◆ DESAFIOS ◆
**A)** No trecho selecionado, reescreva a passagem que começa em "Por meio dessa" e termina depois de "imobiliário por outro.", trocando "incorporadores" por "empreendedores".
**B)** Segundo o trecho selecionado, qual é a área média do lote do Village La Montaigne?

◆ TRECHO SELECIONADO ◆
----

Fonte dos dados: Prefeitura Municipal de São José do Rio Preto. Elaboração do autor

A observação dos dados relativos à área média dos lotes é indicativa dos segmentos socioeconômicos a que se destinam esses loteamentos, tomando-se como referência que a maior parte dos lotes urbanos, fora dos loteamentos, tem cerca de 250 m2 e os destinados à construção de unidades residenciais com recursos públicos, no âmbito dos programas habitacionais, chegam a ter apenas 125 m2.

No decorrer do período a que se refere a tabela, é tendencial a queda da área média dos lotes, pois mesmo que os dois últimos lançamentos (Village Flamboyant e Residencial Márcia) tenham essas áreas médias maiores do que as dos lotes de loteamentos implantados nos anos anteriores, esse tamanho não ultrapassou os 1 000 m2, patamar dos três primeiros lançamentos.

Essa tendência resulta, a nosso ver, de duas dinâmicas simultâneas e articuladas entre si.

De um lado, a contínua expansão territorial urbana, que potencializa o preço das terras disponíveis melhor localizadas no entorno da área urbana já constituída, eleva ao aumento do preço de custo da implantação e, por conseguinte, dos lotes colocados à venda. Quando, por exemplo, os loteamentos Bourganville (área média do lote de 1449,91 m2) e Débora Cristina (área média do lote de 1033,51m2) foram implantados em 1974 e 1978, eles estavam bastante distantes da área urbana já loteada, enquanto o lançamento do Village La Montaigne (área média do lote de 380,44 m2), em 1996, deu-se quando a cidade já havia se expandido bastante no sentido sul e grande parte dos loteamentos fechados implantados anteriormente, neste mesmo setor, já estava edificada e valorizada.

De outro lado, o número potencial de compradores se amplia à medida que a área média e, conseqüentemente, o preço dos lotes diminui, ainda que o preço do m2 aumente em função da expansão urbana. A combinação desses elementos possibilita uma maior demanda solvável.

Verifica-se, assim, que as duas dinâmicas fazem parte de um mesmo movimento porque revelam que o processo de produção, no geral, e de produção do espaço em especial deve ser compreendido, contemplando-se a análise do consumo.

Por meio dessa leitura, pretendemos destacar a estratégia dos incorporadores em, continuamente, apresentar ao mercado novos “produtos” aos quais se associam novos valores, visto que, com a estagnação econômica e o aumento das disparidades que se verificaram no país, a partir dos anos de 1980, o principal alvo dos produtores do espaço urbano passou a ser aqueles que já tinham imóveis residenciais[5] e só se disporiam a nova aquisição se a ela se associassem qualidades objetivas e/ou subjetivas que justificassem a troca de um local de moradia por outro ou, em outras palavras, de um produto imobiliário por outro.

Se nos anos de 1980, as idéias de segurança, boa localização e vida urbana estiveram diretamente identificadas com a opção pela moradia em apartamentos, a partir dos anos de 1990, a “onda” dos loteamentos fechados passou a comparecer como a nova forma de habitat urbano, que continha os valores associados à verticalização e mais o símbolo de qualidade de vida, advindo da presença de áreas verdes e de lazer, e da opção pela residência unifamiliar.

----

◆ DADOS ◆

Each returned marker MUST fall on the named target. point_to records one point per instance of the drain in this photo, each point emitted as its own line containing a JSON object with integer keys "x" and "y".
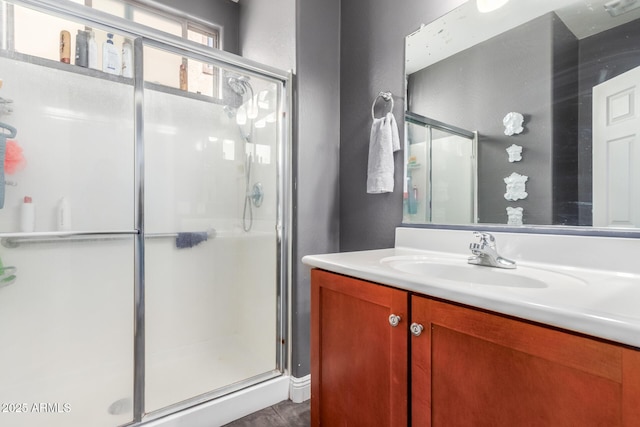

----

◆ RESPOSTAS DO EXERCÍCIO ◆
**A)**
Por meio dessa leitura, pretendemos destacar a estratégia dos empreendedores em, continuamente, apresentar ao mercado novos “produtos” aos quais se associam novos valores, visto que, com a estagnação econômica e o aumento das disparidades que se verificaram no país, a partir dos anos de 1980, o principal alvo dos produtores do espaço urbano passou a ser aqueles que já tinham imóveis residenciais[5] e só se disporiam a nova aquisição se a ela se associassem qualidades objetivas e/ou subjetivas que justificassem a troca de um local de moradia por outro ou, em outras palavras, de um produto imobiliário por outro.

**B)** A área média do lote do Village La Montaigne é de 380,44 m2.